__Consigne a__
Listez toutes les lignes des enregistrements qui contiennent le mot « panel ». Tenez compte des majuscules et des minuscules.

__Extrait de page__

○ ○ ○ ○ ○

Située à cheval entre les préfectures de Fukushima et de Niigata, elle offre des paysages à couper le souffle.
Il est à peine six heures du matin. Pourtant, déjà une trentaine de photographes prennent position le long du grand point de vue. Officiellement connu sous le nom de “point de vue n°1 du pont de la rivière Tadami”, il est situé en hauteur au-dessus de cette dernière à Oku Aizu dans la préfecture de Fukushima. Le soleil ne s’est pas levé depuis assez longtemps pour brûler les brumes matinales qui enveloppent les montagnes boisées entourant la rivière. Les brumes fluviales qui dérivent font partie de la vie le long de la rivière Tadami. Selon la tradition locale, elles sont l’œuvre de dieux de la montagne qui changent de forme et qui errent dans la brume.
Tous les yeux et toutes les caméras sont braqués sur le pont n°1 de la rivière Tadami, élégamment voûté, qui se trouve en contrebas. Puis, avec une exquise ponctualité, apparaît le spectacle que nous attendions tous. Du côté droit du pont, un train vert et blanc, long de deux wagons seulement, émerge de la forêt. Immédiatement, le calme matinal s’installe avec le bavardage rapide de dizaines d’appareils photo réglés sur le mode de prise de vue continue.
La ligne de chemin de fer Tadami traverse sur 135 kilomètres la région du Tôhoku, la partie la plus septentrionale de la principale île de Honshû. La ligne relie la ville historique d’Aizu Wakamatsu, célèbre pour son château, dans la préfecture de Fukushima, à Koide, dans celle de Niigata. Elle traverse des paysages sublimes et des villages isolés. Sujette à certaines des plus fortes chutes de neige du Japon, la région est dominée par les montagnes, les forêts et les lacs. C’est la terre que le poète de haïku Matsuo Bashô a décrite dans son livre L’Étroit chemin du fond (Oku no Hosomichi, trad. et commentaire Alain Walter, éd. William Blake, 1689).

○ ○ ○ ○ ○

__Enregistrements__

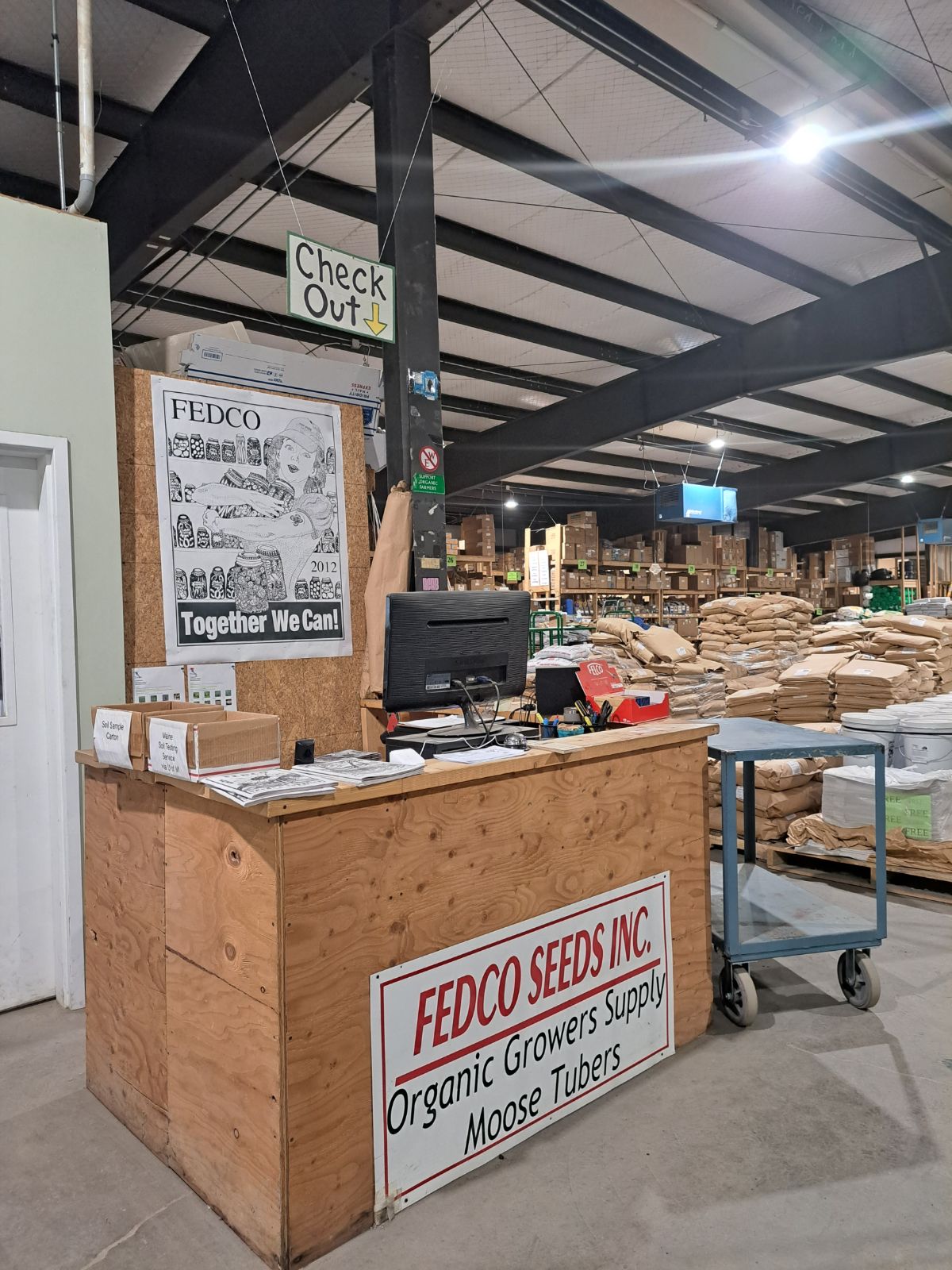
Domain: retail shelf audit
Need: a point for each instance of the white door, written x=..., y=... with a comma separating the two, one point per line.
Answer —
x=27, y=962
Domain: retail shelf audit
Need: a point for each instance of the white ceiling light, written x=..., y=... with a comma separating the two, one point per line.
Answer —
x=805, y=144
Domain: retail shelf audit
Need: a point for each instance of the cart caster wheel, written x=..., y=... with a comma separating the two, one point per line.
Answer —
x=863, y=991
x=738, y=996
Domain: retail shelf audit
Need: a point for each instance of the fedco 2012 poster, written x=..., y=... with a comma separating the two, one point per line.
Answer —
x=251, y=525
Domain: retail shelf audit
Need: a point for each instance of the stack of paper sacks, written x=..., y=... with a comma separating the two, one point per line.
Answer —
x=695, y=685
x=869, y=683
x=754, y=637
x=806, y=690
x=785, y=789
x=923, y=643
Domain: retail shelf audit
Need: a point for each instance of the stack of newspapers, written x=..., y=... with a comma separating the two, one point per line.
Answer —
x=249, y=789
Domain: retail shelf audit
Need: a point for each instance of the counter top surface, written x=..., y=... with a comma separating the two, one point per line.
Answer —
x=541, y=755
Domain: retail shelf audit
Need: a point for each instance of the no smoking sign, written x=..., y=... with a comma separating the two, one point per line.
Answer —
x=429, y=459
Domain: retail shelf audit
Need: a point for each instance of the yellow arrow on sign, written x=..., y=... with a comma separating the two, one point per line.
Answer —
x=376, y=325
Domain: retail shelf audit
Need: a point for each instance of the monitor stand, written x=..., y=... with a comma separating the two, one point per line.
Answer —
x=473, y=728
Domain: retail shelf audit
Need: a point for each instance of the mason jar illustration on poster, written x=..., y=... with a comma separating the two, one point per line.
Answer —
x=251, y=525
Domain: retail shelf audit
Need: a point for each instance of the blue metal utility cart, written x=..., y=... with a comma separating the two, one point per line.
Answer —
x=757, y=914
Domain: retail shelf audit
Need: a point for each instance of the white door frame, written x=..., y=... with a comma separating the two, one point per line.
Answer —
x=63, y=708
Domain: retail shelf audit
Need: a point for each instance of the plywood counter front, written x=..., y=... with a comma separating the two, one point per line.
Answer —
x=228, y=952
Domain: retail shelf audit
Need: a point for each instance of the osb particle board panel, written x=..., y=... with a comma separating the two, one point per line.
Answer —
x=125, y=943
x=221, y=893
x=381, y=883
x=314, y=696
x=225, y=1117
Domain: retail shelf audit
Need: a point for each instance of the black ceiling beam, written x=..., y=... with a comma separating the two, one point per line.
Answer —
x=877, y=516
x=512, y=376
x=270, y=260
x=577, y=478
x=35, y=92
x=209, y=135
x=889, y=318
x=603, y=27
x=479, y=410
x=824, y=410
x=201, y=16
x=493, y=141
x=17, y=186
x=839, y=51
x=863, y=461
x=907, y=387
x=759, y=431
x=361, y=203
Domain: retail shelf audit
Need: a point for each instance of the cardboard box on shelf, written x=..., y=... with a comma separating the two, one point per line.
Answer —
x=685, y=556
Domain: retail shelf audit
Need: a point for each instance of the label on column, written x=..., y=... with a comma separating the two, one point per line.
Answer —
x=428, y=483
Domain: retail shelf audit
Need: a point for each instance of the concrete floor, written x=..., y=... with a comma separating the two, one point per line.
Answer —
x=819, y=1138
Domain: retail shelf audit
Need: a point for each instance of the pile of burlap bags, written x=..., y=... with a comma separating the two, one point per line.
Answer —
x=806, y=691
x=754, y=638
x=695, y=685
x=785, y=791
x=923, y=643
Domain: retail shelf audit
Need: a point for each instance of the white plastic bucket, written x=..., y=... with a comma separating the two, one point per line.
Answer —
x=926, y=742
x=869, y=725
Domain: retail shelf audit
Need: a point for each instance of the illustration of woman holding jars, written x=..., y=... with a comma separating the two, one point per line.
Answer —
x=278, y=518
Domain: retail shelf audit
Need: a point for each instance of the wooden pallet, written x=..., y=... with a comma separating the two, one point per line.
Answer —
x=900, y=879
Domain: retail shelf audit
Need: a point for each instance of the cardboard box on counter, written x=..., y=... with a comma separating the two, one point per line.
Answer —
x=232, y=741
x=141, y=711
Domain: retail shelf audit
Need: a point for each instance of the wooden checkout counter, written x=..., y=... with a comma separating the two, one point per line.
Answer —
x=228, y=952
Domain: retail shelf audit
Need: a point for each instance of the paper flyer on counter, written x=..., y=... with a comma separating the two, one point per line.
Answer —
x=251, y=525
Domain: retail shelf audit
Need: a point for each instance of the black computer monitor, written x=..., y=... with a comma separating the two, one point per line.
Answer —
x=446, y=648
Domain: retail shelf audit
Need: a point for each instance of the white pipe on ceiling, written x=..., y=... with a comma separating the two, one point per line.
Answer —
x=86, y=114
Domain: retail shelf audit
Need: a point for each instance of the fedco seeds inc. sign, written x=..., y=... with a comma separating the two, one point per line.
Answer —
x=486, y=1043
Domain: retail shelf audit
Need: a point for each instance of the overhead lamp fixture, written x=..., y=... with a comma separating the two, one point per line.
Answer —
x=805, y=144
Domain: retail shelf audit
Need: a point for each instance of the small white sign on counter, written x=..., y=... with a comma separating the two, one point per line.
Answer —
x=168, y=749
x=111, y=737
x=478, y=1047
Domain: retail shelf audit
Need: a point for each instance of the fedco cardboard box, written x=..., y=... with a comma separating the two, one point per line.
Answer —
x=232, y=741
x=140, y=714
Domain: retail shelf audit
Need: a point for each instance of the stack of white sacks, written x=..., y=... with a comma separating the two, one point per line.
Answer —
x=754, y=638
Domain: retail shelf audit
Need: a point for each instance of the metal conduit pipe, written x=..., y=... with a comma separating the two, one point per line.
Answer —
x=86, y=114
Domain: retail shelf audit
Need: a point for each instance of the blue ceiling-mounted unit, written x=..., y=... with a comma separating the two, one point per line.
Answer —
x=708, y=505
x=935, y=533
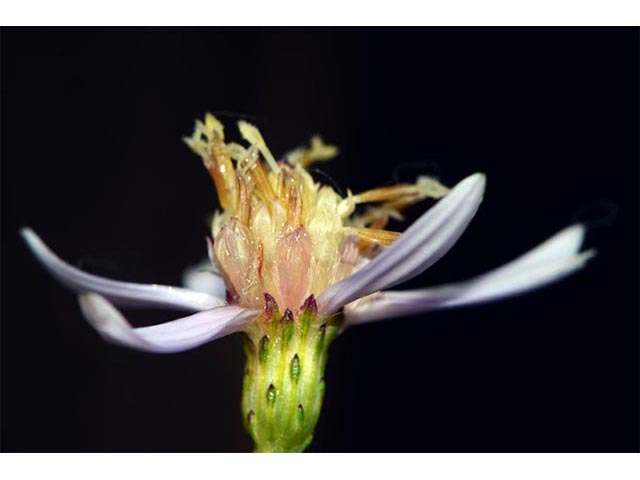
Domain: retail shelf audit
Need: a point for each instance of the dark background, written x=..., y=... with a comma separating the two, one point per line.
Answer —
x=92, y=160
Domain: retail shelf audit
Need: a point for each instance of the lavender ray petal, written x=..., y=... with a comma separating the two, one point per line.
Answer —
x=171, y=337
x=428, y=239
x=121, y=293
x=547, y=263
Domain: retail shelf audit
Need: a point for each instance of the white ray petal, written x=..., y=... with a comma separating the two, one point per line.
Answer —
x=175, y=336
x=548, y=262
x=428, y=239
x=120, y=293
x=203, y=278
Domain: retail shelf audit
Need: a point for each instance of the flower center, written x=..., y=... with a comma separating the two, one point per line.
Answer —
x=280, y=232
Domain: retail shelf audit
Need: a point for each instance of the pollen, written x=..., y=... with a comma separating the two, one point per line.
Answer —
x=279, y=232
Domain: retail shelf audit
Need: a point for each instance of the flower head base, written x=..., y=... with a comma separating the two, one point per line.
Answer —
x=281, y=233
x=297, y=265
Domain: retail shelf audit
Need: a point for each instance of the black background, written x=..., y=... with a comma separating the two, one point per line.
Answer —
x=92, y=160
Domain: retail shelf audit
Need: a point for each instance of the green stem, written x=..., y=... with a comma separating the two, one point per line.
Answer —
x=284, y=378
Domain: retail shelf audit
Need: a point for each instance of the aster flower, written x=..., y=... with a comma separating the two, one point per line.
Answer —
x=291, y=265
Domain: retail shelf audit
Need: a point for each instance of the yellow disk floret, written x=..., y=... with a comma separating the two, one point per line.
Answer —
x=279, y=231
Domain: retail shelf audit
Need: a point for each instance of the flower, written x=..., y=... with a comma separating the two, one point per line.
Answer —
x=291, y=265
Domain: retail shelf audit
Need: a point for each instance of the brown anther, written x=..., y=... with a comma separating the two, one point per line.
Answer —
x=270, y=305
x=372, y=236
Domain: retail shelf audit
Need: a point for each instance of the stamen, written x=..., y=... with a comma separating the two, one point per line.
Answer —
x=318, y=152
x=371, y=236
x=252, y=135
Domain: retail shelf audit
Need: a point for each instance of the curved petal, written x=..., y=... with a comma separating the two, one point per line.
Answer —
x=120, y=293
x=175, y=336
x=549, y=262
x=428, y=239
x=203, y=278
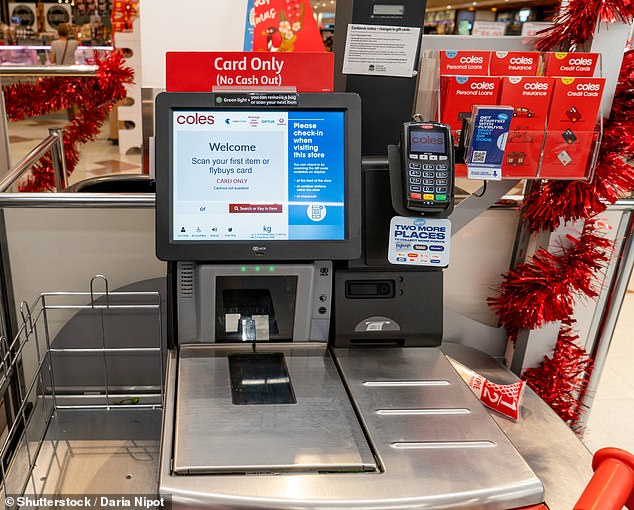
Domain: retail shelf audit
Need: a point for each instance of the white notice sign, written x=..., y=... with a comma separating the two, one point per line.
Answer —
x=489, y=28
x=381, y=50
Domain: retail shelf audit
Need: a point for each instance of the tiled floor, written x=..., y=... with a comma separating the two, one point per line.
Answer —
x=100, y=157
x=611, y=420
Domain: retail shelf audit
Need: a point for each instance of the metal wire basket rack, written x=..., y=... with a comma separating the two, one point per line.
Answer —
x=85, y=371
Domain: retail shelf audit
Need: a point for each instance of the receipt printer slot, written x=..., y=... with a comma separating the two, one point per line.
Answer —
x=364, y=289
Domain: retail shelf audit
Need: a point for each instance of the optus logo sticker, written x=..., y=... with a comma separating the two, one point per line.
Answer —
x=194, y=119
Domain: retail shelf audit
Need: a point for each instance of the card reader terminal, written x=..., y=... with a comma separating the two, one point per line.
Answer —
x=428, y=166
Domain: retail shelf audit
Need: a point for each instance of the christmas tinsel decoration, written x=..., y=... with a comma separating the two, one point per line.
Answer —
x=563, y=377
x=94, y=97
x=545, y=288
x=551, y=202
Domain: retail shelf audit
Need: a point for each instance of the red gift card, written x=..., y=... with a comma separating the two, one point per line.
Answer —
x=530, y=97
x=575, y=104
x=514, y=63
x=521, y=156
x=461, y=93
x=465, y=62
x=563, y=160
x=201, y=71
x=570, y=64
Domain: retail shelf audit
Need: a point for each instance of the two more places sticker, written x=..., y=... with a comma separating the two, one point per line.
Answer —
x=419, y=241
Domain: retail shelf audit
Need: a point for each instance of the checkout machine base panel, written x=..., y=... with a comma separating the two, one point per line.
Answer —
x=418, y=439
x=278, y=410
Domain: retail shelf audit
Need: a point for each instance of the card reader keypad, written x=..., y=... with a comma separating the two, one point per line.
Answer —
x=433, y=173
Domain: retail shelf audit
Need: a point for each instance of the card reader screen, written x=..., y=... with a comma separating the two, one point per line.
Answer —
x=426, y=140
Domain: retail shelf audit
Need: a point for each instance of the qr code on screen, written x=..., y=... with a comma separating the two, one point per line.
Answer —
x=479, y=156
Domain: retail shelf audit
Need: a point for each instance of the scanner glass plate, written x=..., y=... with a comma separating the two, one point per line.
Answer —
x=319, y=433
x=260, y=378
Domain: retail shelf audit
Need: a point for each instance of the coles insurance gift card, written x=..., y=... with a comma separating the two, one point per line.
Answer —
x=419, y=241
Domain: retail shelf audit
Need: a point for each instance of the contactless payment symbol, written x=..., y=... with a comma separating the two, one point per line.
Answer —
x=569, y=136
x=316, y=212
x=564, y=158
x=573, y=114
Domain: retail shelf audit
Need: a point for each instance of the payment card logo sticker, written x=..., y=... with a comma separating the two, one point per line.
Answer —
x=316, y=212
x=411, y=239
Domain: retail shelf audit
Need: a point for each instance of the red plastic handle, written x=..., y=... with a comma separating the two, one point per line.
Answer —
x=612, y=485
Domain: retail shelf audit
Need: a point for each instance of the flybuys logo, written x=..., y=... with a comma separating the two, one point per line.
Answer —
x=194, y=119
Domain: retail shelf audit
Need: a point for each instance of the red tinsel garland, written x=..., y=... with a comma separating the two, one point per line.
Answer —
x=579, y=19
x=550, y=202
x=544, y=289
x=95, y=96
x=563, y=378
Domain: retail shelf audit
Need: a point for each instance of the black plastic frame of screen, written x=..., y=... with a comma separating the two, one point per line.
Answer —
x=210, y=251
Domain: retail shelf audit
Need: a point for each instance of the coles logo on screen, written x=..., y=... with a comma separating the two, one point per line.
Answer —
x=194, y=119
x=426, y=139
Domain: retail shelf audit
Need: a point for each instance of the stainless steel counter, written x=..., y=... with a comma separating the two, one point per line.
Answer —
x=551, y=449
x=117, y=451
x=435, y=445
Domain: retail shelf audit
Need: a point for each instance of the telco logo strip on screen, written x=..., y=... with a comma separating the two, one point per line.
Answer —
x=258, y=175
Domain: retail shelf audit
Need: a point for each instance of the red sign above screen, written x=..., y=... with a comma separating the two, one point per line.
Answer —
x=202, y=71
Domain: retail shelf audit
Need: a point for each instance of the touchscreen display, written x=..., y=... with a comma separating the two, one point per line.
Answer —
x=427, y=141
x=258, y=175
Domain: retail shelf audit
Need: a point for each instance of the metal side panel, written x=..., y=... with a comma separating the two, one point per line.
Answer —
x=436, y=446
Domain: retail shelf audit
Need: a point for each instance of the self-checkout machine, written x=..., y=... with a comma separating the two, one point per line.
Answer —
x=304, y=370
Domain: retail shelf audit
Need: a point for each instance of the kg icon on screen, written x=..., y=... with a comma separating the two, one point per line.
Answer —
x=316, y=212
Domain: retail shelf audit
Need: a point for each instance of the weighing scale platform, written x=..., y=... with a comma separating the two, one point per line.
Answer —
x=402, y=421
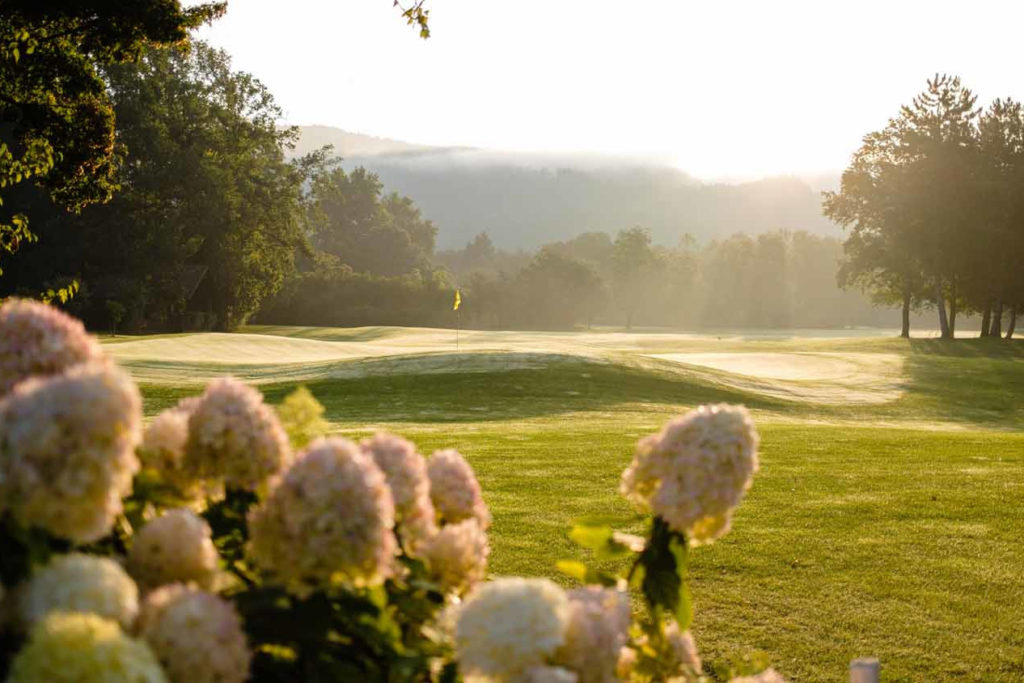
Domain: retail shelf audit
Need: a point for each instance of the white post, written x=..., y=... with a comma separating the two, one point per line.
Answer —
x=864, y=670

○ ○ ○ ○ ○

__Consigne b__
D'après l'extrait sur la ligne Tadami, pourquoi les brumes couvrent-elles encore les montagnes autour de la rivière vers six heures du matin ?

__Réponse attendue a__
Need: a point for each instance of the osb particle board panel, written x=..., y=... with a comma separating the two, one point per line.
Need: a point for each instance of the checkout machine base panel, written x=..., y=... with a comma separating the two, one point per line.
Need: a point for each instance of the metal side panel, written x=..., y=... with a comma separating the two, one point per line.

__Réponse attendue b__
Le soleil ne s'est pas encore levé depuis assez longtemps pour brûler ces brumes du matin.